**Tâches à faire**
**A)** Dites si chacune de ces affirmations est conforme au texte sur les drames familiaux, en répondant par oui ou non et en citant mot pour mot le passage qui tranche : (i) le meurtrier d'El Hajeb s'est enfui après son crime ; (ii) selon la psychologue, tous les cas de parricide se ressemblent ; (iii) le drame d'Essaouira est survenu plusieurs années après le mariage.
**B)** Poursuivez le texte sur les drames familiaux après sa dernière phrase.

----- Texte à lire

Celui de Mohammedia s’est attaqué à sa femme, suite à une dispute familiale en la laissant pour morte. Tandis que le tueur d’El Hajeb, lui, a mis fin aux jours de sa femme aux toilettes de leur domicile avant de prendre la fuite. Une grande histoire d’amour, selon les premiers témoignages, qui a mal fini. D’après les premiers éléments des trois enquêtes, les auteurs de ces crimes souffraient vraisemblablement de troubles mentaux et certains suivent même des traitements. Des tragédies qui rappellent le drame récent d’Essaouira lorsqu’un enseignant, souffrant de troubles psychiques, égorge sa jeune épouse quelques jours seulement après leur mariage.

Troubles mentaux

Qu’est ce qui a poussé donc ces hommes à commettre l’irréparable ? « Chaque cas de parricide est unique et complexe. Chaque cas nécessite donc une évaluation approfondie des facteurs individuels, familiaux et environnementaux par des professionnels de la santé mentale », nous explique Nadia Mouâtassim, psychologue clinicienne. D’après la spécialiste lorsqu'un père tue ses enfants ou /et sa femme, on soupçonne de prime abord des troubles mentaux chez l’auteur du crime.

Ils tuent leurs enfants pour les "protéger" de la souffrance

« En tant que psychologues et psychiatres, on examine souvent la possibilité que le père ait des troubles mentaux graves tels que la psychose, la dépression sévère ou encore d"autres troubles psychiatriques altérant son jugement et ses capacités cognitives », détaille la psychologue. Cette dernière nous affirme que ce type de troubles peut parfois conduire à des comportements extrêmes et violents.

----------
----- Données fournies

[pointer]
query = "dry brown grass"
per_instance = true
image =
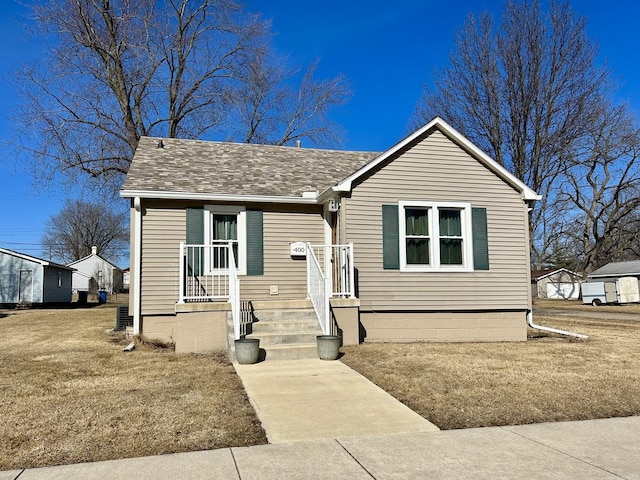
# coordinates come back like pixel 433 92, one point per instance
pixel 69 394
pixel 577 305
pixel 547 378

----------

**Réponses dans l'ordre**
**A)**
(i) Oui : « avant de prendre la fuite »
(ii) Non : « Chaque cas de parricide est unique et complexe. »
(iii) Non : « quelques jours seulement après leur mariage »

**B)**
Pressions et conflits, mix explosif

Un facteur psychique important qui peut s’ajouter à d’autres conditions « favorisant » le triste basculement. « Les pressions économiques, les conflits familiaux, le stress chronique ou les traumatismes non résolus peuvent être des facteurs déclencheurs. Si le cas est pris en charge l’on peut alors étudier comment ces facteurs ont pu exacerber les tensions au sein de la famille en contribuant à la détérioration de la santé mentale du père », ajoute Nadia Mouâatassim.

Avec son rôle primordial dans l’équilibre et la stabilité de la famille, le père subit une forte pression socio-économique. Des responsabilités que certains pères n’arrivent pas à assumer ou assument avec beaucoup de mal. Cette pression devient dangereuse lorsqu’elle est doublée de dysfonctionnements familiaux. Décryptage ?  « Les dynamiques familiales perturbées, y compris les relations toxiques ou abusives, peuvent jouer un rôle critique. Les interactions familiales et les schémas de comportement à l’intérieur de la famille pourraient conduire à des niveaux élevés de conflit et de détresse en entrainant « l’explosion »», analyse la clinicienne.

Exterminateurs familiaux

Des propos qui sont par ailleurs confirmés par les recherches épidémiologiques sur les infanticides commis par les pères. Baptisés les « exterminateurs familiaux », ces pères auraient un profil psycho-social commun. D’âge mûr, ce sont de bons pourvoyeurs. Pour leurs connaissances, ce sont des pères dévoués et des maris aimants.

Une image impeccable qui cache souvent un sentiment persistant d’incompétence et d’inconfort social. Ils sont décrits comme des êtres plutôt isolés avec peu d’amis. Les chercheurs les décrivent comme des hommes immatures, extrêmement possessifs et souffrant d’un sentiment lancinant d’insécurité affective. Plusieurs parmi eux, auraient été maltraités dans leur jeune âge.

Leur famille constitue par conséquent l’essentiel de leur réseau de soutien. Une sorte de « bouée » sociale et affective. C’est leur principal « investissement émotionnel ». Cet équilibre délicat est fondamentalement menacé  lorsqu’une séparation, un divorce ou une infidélité survienne. La blessure est dévastatrice. "Un portrait psychologique qui fait qu’ils en veulent fréquemment à leurs femmes. Ces dernières sont identifiées comme « la cause de leur souffrance intolérable », de leur rêve brisé. Ils veulent donc se venger", note la psychologue.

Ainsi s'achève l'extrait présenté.